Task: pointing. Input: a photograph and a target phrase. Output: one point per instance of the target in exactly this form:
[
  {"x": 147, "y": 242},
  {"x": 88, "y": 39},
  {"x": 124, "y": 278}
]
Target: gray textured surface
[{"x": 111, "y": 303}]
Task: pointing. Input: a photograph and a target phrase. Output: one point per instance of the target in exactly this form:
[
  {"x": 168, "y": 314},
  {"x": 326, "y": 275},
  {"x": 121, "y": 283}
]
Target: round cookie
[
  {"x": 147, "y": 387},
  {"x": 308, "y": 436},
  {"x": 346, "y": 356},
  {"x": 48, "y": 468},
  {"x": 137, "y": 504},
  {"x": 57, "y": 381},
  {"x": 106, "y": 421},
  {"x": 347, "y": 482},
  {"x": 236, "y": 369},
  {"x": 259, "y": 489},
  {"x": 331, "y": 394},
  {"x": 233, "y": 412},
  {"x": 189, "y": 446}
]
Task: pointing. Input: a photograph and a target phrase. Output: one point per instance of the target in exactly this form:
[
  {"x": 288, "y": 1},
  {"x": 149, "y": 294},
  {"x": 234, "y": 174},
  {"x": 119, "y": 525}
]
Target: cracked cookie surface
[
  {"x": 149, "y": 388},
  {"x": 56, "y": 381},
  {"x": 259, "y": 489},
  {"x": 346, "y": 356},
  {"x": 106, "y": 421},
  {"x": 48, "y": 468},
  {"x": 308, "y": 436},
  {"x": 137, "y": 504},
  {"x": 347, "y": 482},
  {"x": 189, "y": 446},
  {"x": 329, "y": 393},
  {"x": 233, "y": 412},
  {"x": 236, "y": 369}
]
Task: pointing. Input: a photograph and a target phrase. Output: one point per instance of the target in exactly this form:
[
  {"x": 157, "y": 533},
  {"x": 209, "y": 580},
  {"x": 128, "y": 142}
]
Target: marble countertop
- - - - -
ABOUT THIS EXERCISE: Each record above, from first to last, should be written out again exactly.

SOLUTION TO THE EXERCISE:
Task: pointing. Input: a photograph and a target phrase. Output: one point per instance of the target in exactly this form:
[
  {"x": 147, "y": 242},
  {"x": 88, "y": 39},
  {"x": 124, "y": 278}
]
Target: gray textured surface
[{"x": 111, "y": 303}]
Task: pointing. Input: a photograph and a target phrase. Output: one point per instance of the target in exactly this form:
[
  {"x": 168, "y": 314},
  {"x": 326, "y": 275},
  {"x": 121, "y": 283}
]
Target: round cookie
[
  {"x": 147, "y": 387},
  {"x": 308, "y": 436},
  {"x": 346, "y": 356},
  {"x": 48, "y": 468},
  {"x": 137, "y": 504},
  {"x": 57, "y": 381},
  {"x": 106, "y": 421},
  {"x": 347, "y": 482},
  {"x": 236, "y": 369},
  {"x": 259, "y": 489},
  {"x": 331, "y": 394},
  {"x": 233, "y": 412},
  {"x": 189, "y": 446}
]
Task: pointing. Input: a photograph and a target phrase. Output: one point per instance of the target in exactly this form:
[
  {"x": 288, "y": 1},
  {"x": 149, "y": 294},
  {"x": 234, "y": 174},
  {"x": 119, "y": 525}
]
Target: cracked cookie surface
[
  {"x": 149, "y": 388},
  {"x": 56, "y": 381},
  {"x": 259, "y": 489},
  {"x": 346, "y": 356},
  {"x": 106, "y": 421},
  {"x": 48, "y": 468},
  {"x": 308, "y": 436},
  {"x": 137, "y": 504},
  {"x": 347, "y": 482},
  {"x": 189, "y": 446},
  {"x": 329, "y": 393},
  {"x": 233, "y": 412},
  {"x": 236, "y": 369}
]
Task: pointing. Input: a photograph and a target phrase. Output: one point per instance of the target in exactly this form:
[
  {"x": 157, "y": 533},
  {"x": 209, "y": 580},
  {"x": 128, "y": 142}
]
Target: marble countertop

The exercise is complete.